● **SOURCE TEXT**:
A reader (thank you, Alan) recently apprized me of a book hot off the press (May 3, 2022): Rethinking the Dates of the New Testament (RDNT), by Dr. Jonathan Bernier. According to the Amazon page, the book proposes that the New Testament was written twenty to thirty years earlier than traditionally thought, that is, towards the middle of the first century CE! I’d like to mention that the publisher, Baker Books, is a conservative Christian imprint on whose welcome page we read:
Baker Books has a vision for building up the body of Christ through books that are relevant, intelligent, and engaging. We publish titles for lay Christians on topics such as discipleship, apologetics, spirituality, relationships, marriage, parenting, and the intersection of Christianity and culture. We also publish books and ministry resources for pastors and church leaders, concentrating on topics such as preaching, worship, pastoral ministries, counseling, biblical reference, and leadership.
As for Baker books being “relevant, intelligent, and engaging,” I will reserve judgment for now—well, at least until I finish this blogpost.

● **MATERIAL SUPPLIED**:
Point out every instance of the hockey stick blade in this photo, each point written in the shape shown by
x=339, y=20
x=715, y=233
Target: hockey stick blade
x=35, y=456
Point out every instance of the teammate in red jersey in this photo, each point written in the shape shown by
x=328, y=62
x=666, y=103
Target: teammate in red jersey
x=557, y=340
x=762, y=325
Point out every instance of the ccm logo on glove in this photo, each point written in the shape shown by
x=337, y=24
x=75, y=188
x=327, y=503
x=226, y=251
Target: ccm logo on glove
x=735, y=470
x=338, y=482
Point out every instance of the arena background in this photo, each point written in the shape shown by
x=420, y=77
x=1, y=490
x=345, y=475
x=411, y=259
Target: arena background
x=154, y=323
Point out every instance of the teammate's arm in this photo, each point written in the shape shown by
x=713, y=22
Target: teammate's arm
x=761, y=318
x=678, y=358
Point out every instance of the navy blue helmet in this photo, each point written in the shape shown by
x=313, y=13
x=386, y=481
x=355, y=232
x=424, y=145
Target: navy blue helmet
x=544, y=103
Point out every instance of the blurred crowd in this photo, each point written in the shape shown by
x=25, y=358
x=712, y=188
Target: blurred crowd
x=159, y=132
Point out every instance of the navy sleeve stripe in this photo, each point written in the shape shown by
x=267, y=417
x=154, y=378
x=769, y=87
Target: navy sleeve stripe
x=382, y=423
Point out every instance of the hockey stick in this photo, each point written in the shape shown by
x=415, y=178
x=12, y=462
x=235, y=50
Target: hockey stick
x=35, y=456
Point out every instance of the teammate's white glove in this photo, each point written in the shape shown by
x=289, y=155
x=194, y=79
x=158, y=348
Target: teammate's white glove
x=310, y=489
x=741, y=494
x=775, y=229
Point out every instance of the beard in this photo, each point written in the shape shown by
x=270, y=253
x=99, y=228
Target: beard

● **WRITTEN PROBLEM 1**:
In the post on New Testament dating, turn the paragraph beginning "Baker Books has a vision" into a short list that keeps its main facts.
● **WRITTEN PROBLEM 2**:
Please carry on the post on New Testament dating, starting right after its final sentence.

● **TASK RESPONSE 1**:
- Baker Books aims to build up the body of Christ through relevant, intelligent, and engaging books.
- For lay Christians, it publishes on discipleship, apologetics, spirituality, relationships, marriage, parenting, and the intersection of Christianity and culture.
- For pastors and church leaders, it publishes books and ministry resources on preaching, worship, pastoral ministries, counseling, biblical reference, and leadership.

● **TASK RESPONSE 2**:
Jesus Mythicism and Christian Conservatism now seem to be moving in opposite directions as regards dating. It’s not surprising that RDNT’s thesis is diametrically opposite to the one developed over the last several years on this website—I propose that the New Testament is approximately one century later than commonly thought. If this keeps up, pretty soon doctors of theology will be proposing that Peter and his fishermen friends were (with pen and papyrus in hand) traipsing around the Galilee while recording Jesus’ ipsissima verba—in perfect Greek, of course—and wasted no time writing down his several biographies.
Okay, so the canonical gospels conflict with one another. Well, so what if John has a one-year ministry of Jesus and the others have a three-year ministry? When it comes to selling books to lay Christians no one needs to get too technical!
My advice to Baker Books is this: Why not just cut to the chase and affirm that the gospels were all written down by 30 CE? That’s three full years after Jesus’ death (according to the latest, re-revised chronology)—plenty of time (even for fishermen) to commit those texts to papyrus. And a perk of this line of thinking is that it gets rid of the whole oral tradition boondoggle (which everybody secretly knows is bogus anyway).
And if our colleagues at Baker Books object that the fishermen couldn’t write in Greek, I would reply, “Nonsense! They were simply visited once more by the Holy Spirit.”
One of the blurbs on the dustcover of RDNT is by our erstwhile colleague, James F. McGrath of Exploding Cakemix fame—I mean Exploring our Matrix—who writes: “Bernier offers a much-needed corrective to the tendency for dates assigned to the New Testament works to drift further in opposite directions due more to ideological preferences than to evidence…”

James McGrath manning a convention booth
while beaming his apparently immovable trademark grin.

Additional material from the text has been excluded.